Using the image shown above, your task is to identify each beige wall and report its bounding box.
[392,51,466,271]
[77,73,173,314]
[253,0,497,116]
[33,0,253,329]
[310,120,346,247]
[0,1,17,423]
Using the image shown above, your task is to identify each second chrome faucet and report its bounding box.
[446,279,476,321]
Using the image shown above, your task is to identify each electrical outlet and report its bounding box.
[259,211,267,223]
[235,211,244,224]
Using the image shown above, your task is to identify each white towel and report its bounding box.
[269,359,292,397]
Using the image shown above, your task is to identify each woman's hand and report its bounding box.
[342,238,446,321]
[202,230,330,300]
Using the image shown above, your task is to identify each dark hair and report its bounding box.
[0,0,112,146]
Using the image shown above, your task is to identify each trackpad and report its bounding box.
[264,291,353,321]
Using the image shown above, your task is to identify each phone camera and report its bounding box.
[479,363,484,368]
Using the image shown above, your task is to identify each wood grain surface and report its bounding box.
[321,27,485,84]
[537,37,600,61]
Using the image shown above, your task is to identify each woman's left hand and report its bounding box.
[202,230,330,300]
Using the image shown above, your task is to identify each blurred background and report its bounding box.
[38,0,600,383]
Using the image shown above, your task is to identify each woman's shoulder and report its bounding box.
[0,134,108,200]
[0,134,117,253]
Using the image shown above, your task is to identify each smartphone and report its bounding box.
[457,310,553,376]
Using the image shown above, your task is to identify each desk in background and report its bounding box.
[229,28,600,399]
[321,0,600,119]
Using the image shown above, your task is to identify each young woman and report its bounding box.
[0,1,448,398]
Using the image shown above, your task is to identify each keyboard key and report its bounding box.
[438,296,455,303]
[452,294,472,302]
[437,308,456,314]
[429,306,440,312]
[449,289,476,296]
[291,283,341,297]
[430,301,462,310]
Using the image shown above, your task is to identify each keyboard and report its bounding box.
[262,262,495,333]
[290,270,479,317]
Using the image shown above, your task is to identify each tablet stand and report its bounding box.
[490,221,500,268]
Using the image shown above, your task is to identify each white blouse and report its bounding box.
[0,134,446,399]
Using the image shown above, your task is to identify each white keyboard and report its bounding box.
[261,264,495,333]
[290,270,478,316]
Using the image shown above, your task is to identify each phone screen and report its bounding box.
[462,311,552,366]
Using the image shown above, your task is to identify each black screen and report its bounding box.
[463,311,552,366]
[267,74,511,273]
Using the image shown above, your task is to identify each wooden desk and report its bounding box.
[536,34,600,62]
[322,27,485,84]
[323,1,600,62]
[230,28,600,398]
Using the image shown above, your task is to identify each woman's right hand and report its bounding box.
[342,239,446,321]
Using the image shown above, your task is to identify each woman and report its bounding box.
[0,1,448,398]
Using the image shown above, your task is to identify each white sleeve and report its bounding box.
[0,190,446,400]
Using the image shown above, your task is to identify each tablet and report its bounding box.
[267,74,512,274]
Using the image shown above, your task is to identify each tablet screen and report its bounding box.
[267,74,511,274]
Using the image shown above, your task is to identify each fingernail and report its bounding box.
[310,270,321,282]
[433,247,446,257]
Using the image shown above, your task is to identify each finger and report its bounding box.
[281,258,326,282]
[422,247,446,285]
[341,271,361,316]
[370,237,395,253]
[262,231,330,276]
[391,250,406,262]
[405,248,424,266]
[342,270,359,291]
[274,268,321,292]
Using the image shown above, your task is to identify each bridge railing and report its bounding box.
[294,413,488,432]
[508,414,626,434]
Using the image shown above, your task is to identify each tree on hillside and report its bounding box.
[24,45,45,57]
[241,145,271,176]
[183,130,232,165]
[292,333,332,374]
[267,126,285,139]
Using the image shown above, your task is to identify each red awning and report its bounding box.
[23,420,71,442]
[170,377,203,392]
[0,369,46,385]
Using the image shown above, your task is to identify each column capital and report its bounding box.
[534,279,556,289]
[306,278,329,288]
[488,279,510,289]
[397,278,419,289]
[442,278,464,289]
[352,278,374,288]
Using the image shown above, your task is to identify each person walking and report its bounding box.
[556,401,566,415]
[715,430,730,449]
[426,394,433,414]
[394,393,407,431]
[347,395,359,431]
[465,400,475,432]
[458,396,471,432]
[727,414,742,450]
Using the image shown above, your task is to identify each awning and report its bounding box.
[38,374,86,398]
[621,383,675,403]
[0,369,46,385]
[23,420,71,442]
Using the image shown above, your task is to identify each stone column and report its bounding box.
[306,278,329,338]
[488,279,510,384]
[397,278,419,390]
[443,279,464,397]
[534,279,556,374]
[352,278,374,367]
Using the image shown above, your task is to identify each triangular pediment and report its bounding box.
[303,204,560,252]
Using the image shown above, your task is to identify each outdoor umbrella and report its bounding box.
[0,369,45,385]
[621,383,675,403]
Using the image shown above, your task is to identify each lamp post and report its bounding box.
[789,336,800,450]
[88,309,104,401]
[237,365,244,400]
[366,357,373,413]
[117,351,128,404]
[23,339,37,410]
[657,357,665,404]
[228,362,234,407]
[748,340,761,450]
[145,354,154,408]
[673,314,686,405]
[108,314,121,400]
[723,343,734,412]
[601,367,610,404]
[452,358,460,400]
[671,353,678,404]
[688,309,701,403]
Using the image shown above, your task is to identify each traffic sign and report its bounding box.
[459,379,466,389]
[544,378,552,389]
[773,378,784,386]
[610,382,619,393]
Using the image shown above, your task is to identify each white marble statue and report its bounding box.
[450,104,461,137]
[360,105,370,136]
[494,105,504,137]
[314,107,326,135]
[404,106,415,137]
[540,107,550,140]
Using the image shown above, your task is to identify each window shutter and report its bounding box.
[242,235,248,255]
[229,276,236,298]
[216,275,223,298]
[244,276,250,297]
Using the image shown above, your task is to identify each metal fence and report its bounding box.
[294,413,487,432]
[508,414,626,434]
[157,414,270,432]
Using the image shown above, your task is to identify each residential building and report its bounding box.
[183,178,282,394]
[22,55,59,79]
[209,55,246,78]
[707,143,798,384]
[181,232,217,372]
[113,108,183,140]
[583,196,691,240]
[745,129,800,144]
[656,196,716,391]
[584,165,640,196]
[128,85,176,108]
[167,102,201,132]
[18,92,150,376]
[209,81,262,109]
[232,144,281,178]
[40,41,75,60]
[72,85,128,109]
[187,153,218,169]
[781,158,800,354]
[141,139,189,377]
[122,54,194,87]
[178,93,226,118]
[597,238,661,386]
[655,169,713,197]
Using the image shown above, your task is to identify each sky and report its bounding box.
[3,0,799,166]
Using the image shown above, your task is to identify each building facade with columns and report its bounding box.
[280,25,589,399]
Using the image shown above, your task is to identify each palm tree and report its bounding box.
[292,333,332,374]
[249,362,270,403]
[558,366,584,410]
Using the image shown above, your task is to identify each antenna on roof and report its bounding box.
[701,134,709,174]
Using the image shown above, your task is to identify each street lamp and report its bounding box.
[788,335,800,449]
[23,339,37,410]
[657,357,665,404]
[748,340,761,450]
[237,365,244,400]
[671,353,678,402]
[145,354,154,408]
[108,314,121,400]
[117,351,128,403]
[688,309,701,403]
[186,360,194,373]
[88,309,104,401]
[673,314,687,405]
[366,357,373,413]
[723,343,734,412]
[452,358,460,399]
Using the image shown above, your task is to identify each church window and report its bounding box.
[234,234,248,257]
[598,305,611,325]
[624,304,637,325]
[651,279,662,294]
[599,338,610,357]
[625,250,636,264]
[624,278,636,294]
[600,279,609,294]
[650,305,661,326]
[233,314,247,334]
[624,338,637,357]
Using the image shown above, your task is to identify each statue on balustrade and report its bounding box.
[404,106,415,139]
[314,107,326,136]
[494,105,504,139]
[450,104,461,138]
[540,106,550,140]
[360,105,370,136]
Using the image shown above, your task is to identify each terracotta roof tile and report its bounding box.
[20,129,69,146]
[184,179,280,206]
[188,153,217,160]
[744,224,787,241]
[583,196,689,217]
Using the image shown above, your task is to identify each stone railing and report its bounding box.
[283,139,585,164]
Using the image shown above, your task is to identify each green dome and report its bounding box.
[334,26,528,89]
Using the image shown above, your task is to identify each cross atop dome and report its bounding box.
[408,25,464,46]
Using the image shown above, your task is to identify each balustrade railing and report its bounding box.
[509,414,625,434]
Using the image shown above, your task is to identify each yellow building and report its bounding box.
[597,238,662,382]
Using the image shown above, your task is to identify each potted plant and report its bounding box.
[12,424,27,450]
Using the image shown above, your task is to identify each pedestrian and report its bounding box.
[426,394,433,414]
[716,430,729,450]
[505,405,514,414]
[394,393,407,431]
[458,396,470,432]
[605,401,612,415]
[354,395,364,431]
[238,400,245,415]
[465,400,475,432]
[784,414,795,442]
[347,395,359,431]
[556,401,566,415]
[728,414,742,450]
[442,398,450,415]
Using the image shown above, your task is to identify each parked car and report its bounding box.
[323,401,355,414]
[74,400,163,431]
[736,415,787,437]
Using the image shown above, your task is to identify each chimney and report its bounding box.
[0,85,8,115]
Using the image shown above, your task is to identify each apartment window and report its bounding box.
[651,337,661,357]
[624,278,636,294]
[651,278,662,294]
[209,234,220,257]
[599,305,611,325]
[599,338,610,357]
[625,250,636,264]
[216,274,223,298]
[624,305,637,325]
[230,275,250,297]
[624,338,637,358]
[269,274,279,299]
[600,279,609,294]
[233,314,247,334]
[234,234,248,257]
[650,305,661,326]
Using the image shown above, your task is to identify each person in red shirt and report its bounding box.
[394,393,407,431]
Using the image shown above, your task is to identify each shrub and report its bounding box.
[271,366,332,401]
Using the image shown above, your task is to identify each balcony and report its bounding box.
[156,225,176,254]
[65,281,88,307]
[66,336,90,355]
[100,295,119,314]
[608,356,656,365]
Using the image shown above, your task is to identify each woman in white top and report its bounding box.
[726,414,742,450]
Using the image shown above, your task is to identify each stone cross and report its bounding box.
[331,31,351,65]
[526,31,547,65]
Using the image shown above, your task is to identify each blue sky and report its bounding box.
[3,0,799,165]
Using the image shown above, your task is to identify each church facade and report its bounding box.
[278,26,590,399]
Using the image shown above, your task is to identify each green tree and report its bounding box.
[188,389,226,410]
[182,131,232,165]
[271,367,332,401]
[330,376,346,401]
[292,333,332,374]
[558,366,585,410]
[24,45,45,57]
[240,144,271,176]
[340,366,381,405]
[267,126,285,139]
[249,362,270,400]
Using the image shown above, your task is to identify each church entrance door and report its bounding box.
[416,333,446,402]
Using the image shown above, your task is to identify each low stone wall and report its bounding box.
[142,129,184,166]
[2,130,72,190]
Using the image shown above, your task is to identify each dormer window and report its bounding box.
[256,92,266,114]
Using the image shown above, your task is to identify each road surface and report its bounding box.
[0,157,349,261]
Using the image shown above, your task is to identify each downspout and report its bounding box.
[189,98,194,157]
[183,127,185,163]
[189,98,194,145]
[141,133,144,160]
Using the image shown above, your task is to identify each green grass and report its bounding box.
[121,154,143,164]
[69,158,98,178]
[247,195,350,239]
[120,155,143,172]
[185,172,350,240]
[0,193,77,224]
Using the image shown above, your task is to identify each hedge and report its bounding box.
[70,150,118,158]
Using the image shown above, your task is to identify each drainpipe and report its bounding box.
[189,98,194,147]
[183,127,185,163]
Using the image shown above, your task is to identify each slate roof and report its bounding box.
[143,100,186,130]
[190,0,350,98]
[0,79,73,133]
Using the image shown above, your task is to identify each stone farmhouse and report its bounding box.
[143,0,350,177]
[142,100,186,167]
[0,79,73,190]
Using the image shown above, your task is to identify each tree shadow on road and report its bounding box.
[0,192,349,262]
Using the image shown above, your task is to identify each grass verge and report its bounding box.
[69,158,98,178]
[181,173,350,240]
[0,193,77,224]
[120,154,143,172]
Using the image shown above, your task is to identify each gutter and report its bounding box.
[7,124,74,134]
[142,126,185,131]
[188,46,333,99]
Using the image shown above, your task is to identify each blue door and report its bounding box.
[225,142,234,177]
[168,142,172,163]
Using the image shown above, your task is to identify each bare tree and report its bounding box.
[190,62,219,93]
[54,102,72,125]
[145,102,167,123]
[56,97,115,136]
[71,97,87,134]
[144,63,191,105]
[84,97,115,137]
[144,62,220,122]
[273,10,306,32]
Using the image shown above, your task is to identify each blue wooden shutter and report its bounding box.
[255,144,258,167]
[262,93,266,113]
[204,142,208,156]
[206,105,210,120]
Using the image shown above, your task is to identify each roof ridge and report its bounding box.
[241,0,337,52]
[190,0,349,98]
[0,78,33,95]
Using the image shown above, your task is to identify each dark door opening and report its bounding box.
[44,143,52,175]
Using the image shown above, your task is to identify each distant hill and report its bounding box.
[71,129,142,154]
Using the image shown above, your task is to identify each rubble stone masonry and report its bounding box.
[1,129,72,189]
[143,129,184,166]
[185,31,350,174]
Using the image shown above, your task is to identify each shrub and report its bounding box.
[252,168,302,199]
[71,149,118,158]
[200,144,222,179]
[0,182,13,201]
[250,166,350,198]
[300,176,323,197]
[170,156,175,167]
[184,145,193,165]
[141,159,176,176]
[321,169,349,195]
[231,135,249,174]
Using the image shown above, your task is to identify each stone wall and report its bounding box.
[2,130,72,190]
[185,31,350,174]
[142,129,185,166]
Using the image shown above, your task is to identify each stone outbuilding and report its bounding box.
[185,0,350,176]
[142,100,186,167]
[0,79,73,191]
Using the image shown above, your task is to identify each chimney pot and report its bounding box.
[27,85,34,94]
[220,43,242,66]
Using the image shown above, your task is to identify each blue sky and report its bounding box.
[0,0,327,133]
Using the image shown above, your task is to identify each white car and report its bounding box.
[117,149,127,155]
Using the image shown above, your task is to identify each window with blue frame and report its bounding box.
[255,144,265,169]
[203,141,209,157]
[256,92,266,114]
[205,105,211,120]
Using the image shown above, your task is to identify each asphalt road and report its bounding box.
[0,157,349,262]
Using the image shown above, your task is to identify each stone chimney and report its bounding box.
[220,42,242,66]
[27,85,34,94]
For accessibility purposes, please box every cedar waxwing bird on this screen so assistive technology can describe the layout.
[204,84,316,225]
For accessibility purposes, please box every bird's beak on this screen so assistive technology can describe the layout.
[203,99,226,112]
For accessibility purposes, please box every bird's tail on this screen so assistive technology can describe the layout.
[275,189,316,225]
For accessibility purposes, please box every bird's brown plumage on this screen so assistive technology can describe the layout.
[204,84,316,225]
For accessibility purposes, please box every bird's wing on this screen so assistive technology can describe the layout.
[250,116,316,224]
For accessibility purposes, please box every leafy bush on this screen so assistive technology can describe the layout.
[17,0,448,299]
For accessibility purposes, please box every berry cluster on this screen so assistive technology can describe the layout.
+++
WHAT THIS TASK INVOLVES: Please reproduce the line containing "For accessibility purposes, please box every leafy" and each line after it to the end of the listing, exactly, with nothing added or left out.

RESPONSE TO THIS TASK:
For accessibility purposes, please box every leafy bush on this screen so assistive technology can describe the layout.
[17,0,448,299]
For accessibility purposes, please box every berry cluster on this screen so assistive technology can describe the layout.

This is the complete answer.